**WORK TO COMPLETE**: Return the listing that follows exactly, with no pictures included.

**SUPPLIED RECORDS**:
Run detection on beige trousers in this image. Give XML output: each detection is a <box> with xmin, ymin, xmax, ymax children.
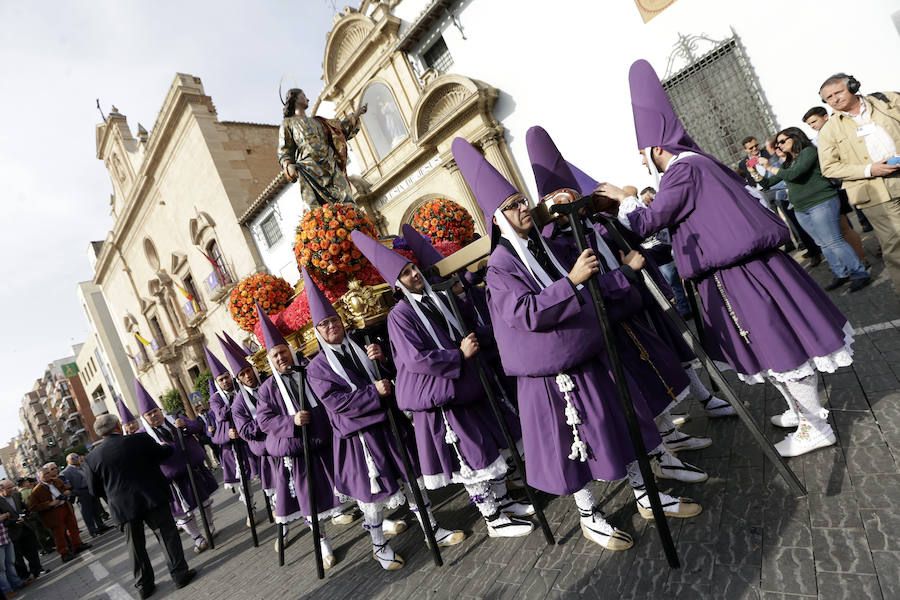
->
<box><xmin>861</xmin><ymin>198</ymin><xmax>900</xmax><ymax>294</ymax></box>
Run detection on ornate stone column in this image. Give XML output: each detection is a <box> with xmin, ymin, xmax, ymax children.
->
<box><xmin>480</xmin><ymin>130</ymin><xmax>522</xmax><ymax>191</ymax></box>
<box><xmin>444</xmin><ymin>158</ymin><xmax>487</xmax><ymax>236</ymax></box>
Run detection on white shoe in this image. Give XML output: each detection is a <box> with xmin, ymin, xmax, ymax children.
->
<box><xmin>663</xmin><ymin>432</ymin><xmax>713</xmax><ymax>452</ymax></box>
<box><xmin>651</xmin><ymin>452</ymin><xmax>708</xmax><ymax>483</ymax></box>
<box><xmin>193</xmin><ymin>537</ymin><xmax>208</xmax><ymax>554</ymax></box>
<box><xmin>331</xmin><ymin>511</ymin><xmax>356</xmax><ymax>526</ymax></box>
<box><xmin>427</xmin><ymin>526</ymin><xmax>466</xmax><ymax>547</ymax></box>
<box><xmin>486</xmin><ymin>512</ymin><xmax>534</xmax><ymax>538</ymax></box>
<box><xmin>671</xmin><ymin>413</ymin><xmax>690</xmax><ymax>426</ymax></box>
<box><xmin>372</xmin><ymin>542</ymin><xmax>404</xmax><ymax>571</ymax></box>
<box><xmin>634</xmin><ymin>487</ymin><xmax>702</xmax><ymax>519</ymax></box>
<box><xmin>701</xmin><ymin>395</ymin><xmax>735</xmax><ymax>418</ymax></box>
<box><xmin>579</xmin><ymin>511</ymin><xmax>632</xmax><ymax>551</ymax></box>
<box><xmin>320</xmin><ymin>537</ymin><xmax>336</xmax><ymax>569</ymax></box>
<box><xmin>382</xmin><ymin>518</ymin><xmax>408</xmax><ymax>536</ymax></box>
<box><xmin>775</xmin><ymin>423</ymin><xmax>836</xmax><ymax>457</ymax></box>
<box><xmin>498</xmin><ymin>496</ymin><xmax>535</xmax><ymax>517</ymax></box>
<box><xmin>770</xmin><ymin>409</ymin><xmax>800</xmax><ymax>428</ymax></box>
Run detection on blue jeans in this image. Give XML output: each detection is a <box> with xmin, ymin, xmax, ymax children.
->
<box><xmin>0</xmin><ymin>541</ymin><xmax>23</xmax><ymax>594</ymax></box>
<box><xmin>794</xmin><ymin>196</ymin><xmax>868</xmax><ymax>280</ymax></box>
<box><xmin>659</xmin><ymin>260</ymin><xmax>690</xmax><ymax>315</ymax></box>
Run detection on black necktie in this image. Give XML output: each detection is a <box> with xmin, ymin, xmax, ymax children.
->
<box><xmin>527</xmin><ymin>238</ymin><xmax>563</xmax><ymax>280</ymax></box>
<box><xmin>283</xmin><ymin>373</ymin><xmax>301</xmax><ymax>410</ymax></box>
<box><xmin>246</xmin><ymin>390</ymin><xmax>257</xmax><ymax>408</ymax></box>
<box><xmin>337</xmin><ymin>348</ymin><xmax>367</xmax><ymax>379</ymax></box>
<box><xmin>156</xmin><ymin>425</ymin><xmax>173</xmax><ymax>443</ymax></box>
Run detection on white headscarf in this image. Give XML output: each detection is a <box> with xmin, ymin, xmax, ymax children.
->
<box><xmin>494</xmin><ymin>207</ymin><xmax>577</xmax><ymax>291</ymax></box>
<box><xmin>395</xmin><ymin>266</ymin><xmax>464</xmax><ymax>350</ymax></box>
<box><xmin>314</xmin><ymin>329</ymin><xmax>378</xmax><ymax>391</ymax></box>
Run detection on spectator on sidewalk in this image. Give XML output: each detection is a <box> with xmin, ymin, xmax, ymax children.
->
<box><xmin>0</xmin><ymin>480</ymin><xmax>46</xmax><ymax>582</ymax></box>
<box><xmin>14</xmin><ymin>479</ymin><xmax>53</xmax><ymax>555</ymax></box>
<box><xmin>762</xmin><ymin>135</ymin><xmax>820</xmax><ymax>260</ymax></box>
<box><xmin>818</xmin><ymin>73</ymin><xmax>900</xmax><ymax>294</ymax></box>
<box><xmin>60</xmin><ymin>454</ymin><xmax>112</xmax><ymax>538</ymax></box>
<box><xmin>86</xmin><ymin>413</ymin><xmax>197</xmax><ymax>599</ymax></box>
<box><xmin>754</xmin><ymin>127</ymin><xmax>871</xmax><ymax>292</ymax></box>
<box><xmin>27</xmin><ymin>465</ymin><xmax>91</xmax><ymax>562</ymax></box>
<box><xmin>0</xmin><ymin>509</ymin><xmax>24</xmax><ymax>599</ymax></box>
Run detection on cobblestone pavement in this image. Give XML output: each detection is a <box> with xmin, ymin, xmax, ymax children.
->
<box><xmin>16</xmin><ymin>232</ymin><xmax>900</xmax><ymax>600</ymax></box>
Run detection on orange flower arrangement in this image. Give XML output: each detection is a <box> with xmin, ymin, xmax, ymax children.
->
<box><xmin>229</xmin><ymin>273</ymin><xmax>293</xmax><ymax>332</ymax></box>
<box><xmin>295</xmin><ymin>203</ymin><xmax>379</xmax><ymax>286</ymax></box>
<box><xmin>411</xmin><ymin>199</ymin><xmax>475</xmax><ymax>244</ymax></box>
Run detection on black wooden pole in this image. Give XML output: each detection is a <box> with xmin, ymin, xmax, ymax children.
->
<box><xmin>364</xmin><ymin>334</ymin><xmax>443</xmax><ymax>566</ymax></box>
<box><xmin>293</xmin><ymin>365</ymin><xmax>325</xmax><ymax>579</ymax></box>
<box><xmin>551</xmin><ymin>199</ymin><xmax>679</xmax><ymax>568</ymax></box>
<box><xmin>232</xmin><ymin>439</ymin><xmax>259</xmax><ymax>547</ymax></box>
<box><xmin>174</xmin><ymin>426</ymin><xmax>215</xmax><ymax>550</ymax></box>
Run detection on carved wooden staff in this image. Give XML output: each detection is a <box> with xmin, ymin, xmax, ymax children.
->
<box><xmin>430</xmin><ymin>278</ymin><xmax>556</xmax><ymax>546</ymax></box>
<box><xmin>174</xmin><ymin>426</ymin><xmax>215</xmax><ymax>550</ymax></box>
<box><xmin>231</xmin><ymin>436</ymin><xmax>259</xmax><ymax>547</ymax></box>
<box><xmin>363</xmin><ymin>334</ymin><xmax>443</xmax><ymax>567</ymax></box>
<box><xmin>291</xmin><ymin>364</ymin><xmax>325</xmax><ymax>580</ymax></box>
<box><xmin>592</xmin><ymin>213</ymin><xmax>806</xmax><ymax>497</ymax></box>
<box><xmin>551</xmin><ymin>198</ymin><xmax>679</xmax><ymax>568</ymax></box>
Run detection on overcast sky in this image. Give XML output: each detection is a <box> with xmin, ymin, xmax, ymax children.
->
<box><xmin>0</xmin><ymin>1</ymin><xmax>356</xmax><ymax>446</ymax></box>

**WRITTEN ANSWER**:
Run detection on beige trousers in this image. Give XML output: each detection is a <box> with xmin, ymin, xmax, ymax children.
->
<box><xmin>861</xmin><ymin>198</ymin><xmax>900</xmax><ymax>294</ymax></box>
Run detection on ornate stone column in this image. Give XML output: each detection is a <box> with xmin, ymin, xmax, ymax children.
->
<box><xmin>480</xmin><ymin>130</ymin><xmax>522</xmax><ymax>191</ymax></box>
<box><xmin>444</xmin><ymin>158</ymin><xmax>487</xmax><ymax>236</ymax></box>
Run detection on white shoe in this image. Give XML output: each detection is a <box> with xmin, ymin, xmax, ymax children.
->
<box><xmin>663</xmin><ymin>432</ymin><xmax>713</xmax><ymax>452</ymax></box>
<box><xmin>651</xmin><ymin>452</ymin><xmax>708</xmax><ymax>483</ymax></box>
<box><xmin>193</xmin><ymin>537</ymin><xmax>208</xmax><ymax>554</ymax></box>
<box><xmin>331</xmin><ymin>511</ymin><xmax>356</xmax><ymax>526</ymax></box>
<box><xmin>427</xmin><ymin>526</ymin><xmax>466</xmax><ymax>547</ymax></box>
<box><xmin>486</xmin><ymin>512</ymin><xmax>534</xmax><ymax>538</ymax></box>
<box><xmin>671</xmin><ymin>413</ymin><xmax>690</xmax><ymax>426</ymax></box>
<box><xmin>372</xmin><ymin>542</ymin><xmax>404</xmax><ymax>571</ymax></box>
<box><xmin>634</xmin><ymin>487</ymin><xmax>702</xmax><ymax>519</ymax></box>
<box><xmin>701</xmin><ymin>395</ymin><xmax>735</xmax><ymax>418</ymax></box>
<box><xmin>579</xmin><ymin>511</ymin><xmax>632</xmax><ymax>551</ymax></box>
<box><xmin>320</xmin><ymin>537</ymin><xmax>336</xmax><ymax>569</ymax></box>
<box><xmin>382</xmin><ymin>518</ymin><xmax>408</xmax><ymax>536</ymax></box>
<box><xmin>775</xmin><ymin>423</ymin><xmax>836</xmax><ymax>457</ymax></box>
<box><xmin>498</xmin><ymin>496</ymin><xmax>535</xmax><ymax>517</ymax></box>
<box><xmin>770</xmin><ymin>409</ymin><xmax>800</xmax><ymax>428</ymax></box>
Run detection on blue jeans in this image. Give XML output: each detection is a <box> with xmin, ymin, xmax, ymax children.
->
<box><xmin>0</xmin><ymin>541</ymin><xmax>23</xmax><ymax>594</ymax></box>
<box><xmin>794</xmin><ymin>196</ymin><xmax>868</xmax><ymax>280</ymax></box>
<box><xmin>659</xmin><ymin>260</ymin><xmax>690</xmax><ymax>315</ymax></box>
Run detection on black necktie in this image. Give XML output: each detection is a <box> with xmin, ymin, xmax, ymax children.
->
<box><xmin>527</xmin><ymin>238</ymin><xmax>563</xmax><ymax>280</ymax></box>
<box><xmin>283</xmin><ymin>373</ymin><xmax>301</xmax><ymax>410</ymax></box>
<box><xmin>246</xmin><ymin>390</ymin><xmax>257</xmax><ymax>408</ymax></box>
<box><xmin>337</xmin><ymin>348</ymin><xmax>367</xmax><ymax>379</ymax></box>
<box><xmin>156</xmin><ymin>425</ymin><xmax>173</xmax><ymax>443</ymax></box>
Run detection on white headscarf in this image. Give XML output: each detection is a <box> with xmin, ymin, xmax, ymax children.
->
<box><xmin>494</xmin><ymin>207</ymin><xmax>577</xmax><ymax>291</ymax></box>
<box><xmin>395</xmin><ymin>266</ymin><xmax>464</xmax><ymax>350</ymax></box>
<box><xmin>314</xmin><ymin>329</ymin><xmax>378</xmax><ymax>391</ymax></box>
Run detection on spectator on sidewalk in this image. Give XML output: each detection is a <box> with xmin, ymin, xmax, ymax children.
->
<box><xmin>0</xmin><ymin>480</ymin><xmax>46</xmax><ymax>582</ymax></box>
<box><xmin>14</xmin><ymin>479</ymin><xmax>53</xmax><ymax>555</ymax></box>
<box><xmin>762</xmin><ymin>135</ymin><xmax>820</xmax><ymax>260</ymax></box>
<box><xmin>818</xmin><ymin>73</ymin><xmax>900</xmax><ymax>294</ymax></box>
<box><xmin>60</xmin><ymin>454</ymin><xmax>112</xmax><ymax>538</ymax></box>
<box><xmin>86</xmin><ymin>413</ymin><xmax>197</xmax><ymax>599</ymax></box>
<box><xmin>754</xmin><ymin>127</ymin><xmax>871</xmax><ymax>292</ymax></box>
<box><xmin>27</xmin><ymin>465</ymin><xmax>91</xmax><ymax>562</ymax></box>
<box><xmin>0</xmin><ymin>509</ymin><xmax>24</xmax><ymax>599</ymax></box>
Run detection on cobblestone pavement in this image. Give XML output: each detection is a <box> with xmin, ymin, xmax, ymax children.
->
<box><xmin>16</xmin><ymin>232</ymin><xmax>900</xmax><ymax>600</ymax></box>
Run detection on orange flower arrangement in this image. Give XML output: each detection is a <box> with xmin, ymin, xmax, ymax children.
->
<box><xmin>229</xmin><ymin>273</ymin><xmax>293</xmax><ymax>332</ymax></box>
<box><xmin>295</xmin><ymin>203</ymin><xmax>379</xmax><ymax>286</ymax></box>
<box><xmin>411</xmin><ymin>199</ymin><xmax>475</xmax><ymax>244</ymax></box>
Run detection on black wooden pole in this image. Give XML output: each detection is a <box> with xmin, ymin, xmax, ymax children.
->
<box><xmin>364</xmin><ymin>334</ymin><xmax>443</xmax><ymax>566</ymax></box>
<box><xmin>293</xmin><ymin>365</ymin><xmax>325</xmax><ymax>579</ymax></box>
<box><xmin>551</xmin><ymin>199</ymin><xmax>679</xmax><ymax>568</ymax></box>
<box><xmin>232</xmin><ymin>439</ymin><xmax>259</xmax><ymax>547</ymax></box>
<box><xmin>174</xmin><ymin>426</ymin><xmax>215</xmax><ymax>550</ymax></box>
Run detection on carved wooden staff in this image. Give XML output: each detection is a <box> with xmin, ymin, xmax, ymax children.
->
<box><xmin>430</xmin><ymin>278</ymin><xmax>556</xmax><ymax>546</ymax></box>
<box><xmin>174</xmin><ymin>426</ymin><xmax>215</xmax><ymax>550</ymax></box>
<box><xmin>231</xmin><ymin>436</ymin><xmax>259</xmax><ymax>547</ymax></box>
<box><xmin>363</xmin><ymin>334</ymin><xmax>443</xmax><ymax>567</ymax></box>
<box><xmin>291</xmin><ymin>364</ymin><xmax>325</xmax><ymax>580</ymax></box>
<box><xmin>592</xmin><ymin>213</ymin><xmax>806</xmax><ymax>497</ymax></box>
<box><xmin>551</xmin><ymin>198</ymin><xmax>679</xmax><ymax>568</ymax></box>
Run detection on overcast sky in this image. Give XML output: each detection is a <box> with xmin, ymin, xmax, ymax children.
->
<box><xmin>0</xmin><ymin>1</ymin><xmax>356</xmax><ymax>446</ymax></box>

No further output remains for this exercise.